* _Records for processing_
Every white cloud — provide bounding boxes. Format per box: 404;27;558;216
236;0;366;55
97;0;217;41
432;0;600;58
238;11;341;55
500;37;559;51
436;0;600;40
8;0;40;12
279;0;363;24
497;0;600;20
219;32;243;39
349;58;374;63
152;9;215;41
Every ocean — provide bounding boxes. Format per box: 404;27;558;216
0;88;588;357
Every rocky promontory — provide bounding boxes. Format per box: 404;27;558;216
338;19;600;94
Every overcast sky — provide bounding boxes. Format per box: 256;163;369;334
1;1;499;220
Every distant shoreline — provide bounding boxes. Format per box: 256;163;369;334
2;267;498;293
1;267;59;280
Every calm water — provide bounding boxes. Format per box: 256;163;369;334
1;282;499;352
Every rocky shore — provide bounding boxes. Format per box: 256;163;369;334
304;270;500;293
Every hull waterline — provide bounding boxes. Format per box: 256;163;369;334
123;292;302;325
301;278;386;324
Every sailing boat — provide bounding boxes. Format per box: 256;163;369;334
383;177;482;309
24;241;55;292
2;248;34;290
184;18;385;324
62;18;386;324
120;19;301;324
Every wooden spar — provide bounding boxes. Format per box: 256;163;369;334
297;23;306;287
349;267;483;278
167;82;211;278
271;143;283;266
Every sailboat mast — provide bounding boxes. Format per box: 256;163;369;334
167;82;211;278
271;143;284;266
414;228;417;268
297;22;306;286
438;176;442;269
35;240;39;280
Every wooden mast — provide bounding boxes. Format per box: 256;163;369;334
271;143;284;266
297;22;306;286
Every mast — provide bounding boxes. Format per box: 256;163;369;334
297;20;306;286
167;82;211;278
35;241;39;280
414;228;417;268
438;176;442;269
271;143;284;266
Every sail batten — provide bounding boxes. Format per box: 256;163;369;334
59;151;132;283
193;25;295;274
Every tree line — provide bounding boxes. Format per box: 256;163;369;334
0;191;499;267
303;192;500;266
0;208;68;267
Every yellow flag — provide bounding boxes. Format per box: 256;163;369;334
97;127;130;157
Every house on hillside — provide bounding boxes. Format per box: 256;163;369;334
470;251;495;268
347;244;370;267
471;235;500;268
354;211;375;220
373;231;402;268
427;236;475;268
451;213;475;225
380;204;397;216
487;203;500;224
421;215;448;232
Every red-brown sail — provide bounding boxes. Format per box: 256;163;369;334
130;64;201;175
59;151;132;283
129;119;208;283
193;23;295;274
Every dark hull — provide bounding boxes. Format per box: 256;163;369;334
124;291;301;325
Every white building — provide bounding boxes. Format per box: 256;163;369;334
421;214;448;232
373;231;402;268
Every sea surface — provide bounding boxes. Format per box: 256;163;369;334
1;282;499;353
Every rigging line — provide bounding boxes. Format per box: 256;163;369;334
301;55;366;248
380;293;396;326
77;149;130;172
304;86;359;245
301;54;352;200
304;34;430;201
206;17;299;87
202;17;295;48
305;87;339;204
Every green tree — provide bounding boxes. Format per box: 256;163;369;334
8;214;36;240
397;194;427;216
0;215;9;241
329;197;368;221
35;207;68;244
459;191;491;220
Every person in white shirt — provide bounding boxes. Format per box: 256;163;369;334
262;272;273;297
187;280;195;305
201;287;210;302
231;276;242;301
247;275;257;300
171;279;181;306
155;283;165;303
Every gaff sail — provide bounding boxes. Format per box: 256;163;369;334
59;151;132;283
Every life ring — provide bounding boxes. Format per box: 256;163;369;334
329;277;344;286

* _Prompt_
Once you have read the records above, write them out again exactly.

* _Task result_
Every white cloud — provide bounding boxes. Format per box: 404;27;558;216
236;0;366;55
97;0;217;41
432;0;600;58
238;11;341;55
500;37;559;51
436;0;600;40
8;0;40;12
279;0;363;24
497;0;600;20
219;32;243;39
349;58;374;63
152;9;215;41
Every ocean — provide bounding boxes. Format per box: 404;27;558;216
0;88;588;357
Every rocky promontory — provide bounding boxes. Format per box: 404;27;558;216
338;19;600;94
Every overcast sky — provide bounding boxes. Format per box: 256;163;369;334
1;1;499;220
Every distant shoreline — provide bounding boxes. Format per box: 256;163;369;334
2;267;498;293
1;267;59;280
Every calm water — provide bounding boxes. Format per box: 256;163;369;334
1;282;499;352
Every rocky shore — provide bounding boxes. Format per box: 256;163;369;334
304;270;500;293
Every hull waterline — provide bounding boxes. Format per box: 256;163;369;334
123;292;302;325
301;278;386;324
Every sailing boat — provide bounding boxes. Format per box: 256;163;369;334
383;177;482;309
24;241;55;292
2;248;34;290
184;18;385;324
62;18;386;324
120;19;301;324
Every wooden spar — provide bounding boxes. Format per box: 256;163;369;334
297;23;306;287
349;267;483;278
167;82;211;278
271;143;283;266
Every sailboat mast — provide bounding boxes. Format per box: 256;163;369;334
167;82;211;278
271;143;284;266
414;228;417;268
297;22;306;286
438;176;442;269
35;240;39;280
Every wooden mast — provide bounding boxes. Format per box: 256;163;369;334
271;143;284;266
297;22;306;286
Every mast — provide bounding boxes. Format per box: 256;163;369;334
297;20;306;286
167;82;211;278
35;241;39;280
414;228;417;268
438;176;442;269
271;143;284;266
Every sail batten — provide bounding boxes. Format per box: 256;163;369;334
59;151;132;283
193;25;295;274
Every tree line — provide bounding boxes. Format per box: 256;163;369;334
0;191;499;267
303;192;500;266
0;208;68;267
Every yellow flag — provide bounding boxes. Format per box: 256;163;369;334
97;127;130;157
Every house on hillside — provide bounding boxes. Format per box: 256;163;369;334
470;251;495;268
347;244;370;267
471;235;500;268
354;211;375;220
373;231;402;268
427;236;475;268
451;213;475;225
380;204;397;216
487;203;500;224
421;215;448;232
Every red-brown sail — provide bounding boxes. Format per box: 256;163;369;334
130;64;201;175
59;151;132;283
129;119;208;283
193;23;295;274
Every dark hull — provide bounding boxes. Format per box: 256;163;369;334
124;291;301;325
Every white building — provide bounding boxes. Format per box: 256;163;369;334
421;214;448;232
373;231;402;268
Every sea surface — provide bounding boxes. Format per box: 256;163;369;334
1;282;499;353
Every rigging line — provide bounding boxes. Format per box: 256;163;369;334
301;55;366;248
380;293;396;326
77;149;130;172
304;86;359;245
301;54;352;200
304;34;430;201
206;17;299;87
202;17;295;48
305;87;339;204
Every green tree — provide bounding boxes. Format per box: 256;163;369;334
8;214;36;240
397;194;427;216
0;215;9;241
329;197;368;221
35;207;68;244
459;191;491;220
Every person in white shirt — provide bounding boxes. Format per box: 256;163;369;334
262;272;273;297
187;280;195;305
201;287;210;302
231;276;242;301
247;275;257;300
171;279;181;306
155;283;165;303
Every gaff sail — provide bounding boxes. Format per box: 256;163;369;334
59;151;132;283
Every life ring — provide bounding boxes. Format per box: 256;163;369;334
329;277;344;286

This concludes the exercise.